Below are some entries. Output each one exactly as it appears.

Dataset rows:
* Begin *

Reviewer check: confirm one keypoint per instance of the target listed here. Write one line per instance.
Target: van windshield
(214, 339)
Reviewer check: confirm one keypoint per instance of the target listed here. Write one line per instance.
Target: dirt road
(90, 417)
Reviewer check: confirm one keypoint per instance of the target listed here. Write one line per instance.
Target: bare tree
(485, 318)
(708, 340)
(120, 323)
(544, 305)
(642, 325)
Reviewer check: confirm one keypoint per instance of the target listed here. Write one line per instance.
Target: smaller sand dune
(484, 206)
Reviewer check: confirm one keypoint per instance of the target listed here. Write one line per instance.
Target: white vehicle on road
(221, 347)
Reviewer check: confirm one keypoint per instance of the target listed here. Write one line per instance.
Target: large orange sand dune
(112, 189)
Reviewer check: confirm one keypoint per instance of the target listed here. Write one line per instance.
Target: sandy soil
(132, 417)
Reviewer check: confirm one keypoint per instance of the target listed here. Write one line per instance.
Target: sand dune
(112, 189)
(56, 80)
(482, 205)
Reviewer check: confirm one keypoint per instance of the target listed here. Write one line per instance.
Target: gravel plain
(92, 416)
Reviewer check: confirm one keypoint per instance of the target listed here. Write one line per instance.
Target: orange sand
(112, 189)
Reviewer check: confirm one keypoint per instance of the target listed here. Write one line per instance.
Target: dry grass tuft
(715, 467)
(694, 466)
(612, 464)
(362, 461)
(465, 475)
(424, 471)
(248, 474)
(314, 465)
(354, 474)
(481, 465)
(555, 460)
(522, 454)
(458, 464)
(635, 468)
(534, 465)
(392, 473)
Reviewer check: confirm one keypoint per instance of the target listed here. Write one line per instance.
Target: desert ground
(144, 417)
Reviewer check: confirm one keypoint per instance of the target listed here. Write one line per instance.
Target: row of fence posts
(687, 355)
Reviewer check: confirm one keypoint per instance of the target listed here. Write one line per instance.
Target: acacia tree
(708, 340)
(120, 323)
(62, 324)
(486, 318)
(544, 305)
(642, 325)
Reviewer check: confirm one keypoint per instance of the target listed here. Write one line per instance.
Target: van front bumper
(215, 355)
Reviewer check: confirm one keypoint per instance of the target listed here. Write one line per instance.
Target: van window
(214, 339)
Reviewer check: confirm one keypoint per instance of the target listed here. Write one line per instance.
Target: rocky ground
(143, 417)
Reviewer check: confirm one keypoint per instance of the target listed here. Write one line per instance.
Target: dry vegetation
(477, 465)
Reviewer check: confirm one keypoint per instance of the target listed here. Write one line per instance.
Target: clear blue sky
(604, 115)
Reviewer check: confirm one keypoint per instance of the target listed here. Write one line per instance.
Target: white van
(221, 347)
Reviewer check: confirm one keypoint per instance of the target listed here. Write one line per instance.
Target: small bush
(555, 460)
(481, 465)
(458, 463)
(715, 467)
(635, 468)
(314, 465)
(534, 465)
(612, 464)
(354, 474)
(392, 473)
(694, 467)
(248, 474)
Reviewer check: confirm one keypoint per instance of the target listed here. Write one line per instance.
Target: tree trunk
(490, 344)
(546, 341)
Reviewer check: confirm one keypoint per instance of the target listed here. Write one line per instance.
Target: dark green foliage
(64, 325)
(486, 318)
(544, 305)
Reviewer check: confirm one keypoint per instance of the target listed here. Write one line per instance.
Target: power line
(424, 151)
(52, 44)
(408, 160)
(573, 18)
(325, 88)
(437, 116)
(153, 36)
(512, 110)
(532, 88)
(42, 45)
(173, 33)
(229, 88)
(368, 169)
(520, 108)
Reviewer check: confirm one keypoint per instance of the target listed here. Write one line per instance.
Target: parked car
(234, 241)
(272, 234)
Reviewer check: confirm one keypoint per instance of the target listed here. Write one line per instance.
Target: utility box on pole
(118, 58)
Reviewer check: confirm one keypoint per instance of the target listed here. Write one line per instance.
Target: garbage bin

* End *

[EXPECTED OUTPUT]
Reviewer check: confirm one keypoint per instance of the target listed here. Write one line per instance.
Target: van windshield
(214, 339)
Reviewer check: confirm one keypoint per instance of the target listed here. Write one line per instance.
Target: dirt road
(90, 417)
Reviewer check: confirm one keypoint per instance of the target listed here. Write one line per instance.
Target: bare tree
(485, 318)
(708, 340)
(120, 323)
(544, 305)
(642, 325)
Reviewer check: confirm one keypoint per instance of the target listed here. Write one line per instance.
Target: smaller sand dune
(484, 206)
Reviewer check: confirm one keypoint per instance of the target listed here. Write one line per instance.
Target: white vehicle on road
(221, 347)
Reviewer check: confirm one keypoint per instance of the target listed here. Write one line per instance.
Target: large orange sand dune
(112, 189)
Reviewer check: confirm one keypoint per instance of the target listed here. Write one line per instance.
Target: sandy soil
(132, 417)
Reviewer check: confirm one keypoint per instance of the target listed here. Write one line per instance.
Target: sand dune
(112, 189)
(56, 80)
(482, 205)
Reviewer check: confirm one keypoint per instance of the target listed here. Write one line per instance.
Target: gravel plain
(92, 416)
Reviewer check: confirm one keypoint per instance of the target listed here. Write one line per instance.
Target: orange sand
(112, 189)
Reviewer check: confirm one keypoint per instance of the target listed here. Write one line per instance.
Target: dry grass tuft
(715, 467)
(694, 466)
(612, 464)
(362, 461)
(465, 475)
(424, 471)
(248, 474)
(314, 465)
(354, 474)
(481, 465)
(555, 460)
(522, 454)
(458, 464)
(635, 468)
(534, 465)
(392, 473)
Reviewer check: confirm one keypoint per instance of the target listed here. Write one line per instance.
Target: desert ground
(144, 417)
Reviewer check: confirm one keypoint per instance of the target listed here. Write one line per instance.
Target: row of fence posts
(687, 355)
Reviewer check: confirm one keypoint per instance of the target listed here. Write one line per instance.
Target: acacia tree
(708, 340)
(120, 323)
(62, 324)
(486, 318)
(544, 305)
(642, 325)
Reviewer check: confirm one keypoint per instance of the target listed here. Write one line per instance.
Target: van front bumper
(215, 355)
Reviewer check: confirm one keypoint per instance of the target listed here. Write one line per instance.
Target: van window
(214, 339)
Reviewer check: confirm one keypoint per instance of the target listed here. Write one line per instance.
Target: rocky ground
(143, 417)
Reviewer check: confirm one keypoint per instance of the target listed here. Write one line per instance.
Target: dry vegetation
(477, 465)
Reviewer check: confirm one keypoint per instance of the target listed here. Write one line per instance.
Target: clear blue sky
(604, 115)
Reviewer check: confirm one keypoint per instance of the target listed here. Write one line per instance.
Target: white van
(221, 347)
Reviewer check: confirm one keypoint per instance of the target listed here. Write one line per instance.
Target: small bush
(555, 460)
(481, 465)
(458, 463)
(715, 467)
(635, 468)
(314, 465)
(534, 465)
(612, 464)
(354, 474)
(392, 473)
(694, 467)
(248, 474)
Reviewer check: confirm one keypoint per instance of the target listed here. Write one line per instance.
Target: tree trunk
(490, 344)
(546, 341)
Reviewer check: confirm one keypoint per instance of the target listed here. Write one line per instance.
Target: dark green foliage
(64, 325)
(486, 318)
(544, 305)
Reviewer check: confirm one keypoint per instance of the target listed here. Write one line per instance.
Target: power line
(424, 151)
(52, 44)
(408, 160)
(573, 18)
(325, 88)
(437, 116)
(153, 36)
(512, 110)
(532, 88)
(42, 45)
(173, 33)
(229, 88)
(368, 169)
(520, 108)
Reviewer check: confirm one keypoint per instance of the target listed here. Write one line per instance.
Target: parked car
(234, 241)
(272, 234)
Reviewer check: confirm one keypoint per instance of the target listed here. Write one line per instance.
Target: utility box on pole
(118, 58)
Reviewer check: confirm one keypoint per instance of the target listed here. Write one line per instance.
Target: garbage bin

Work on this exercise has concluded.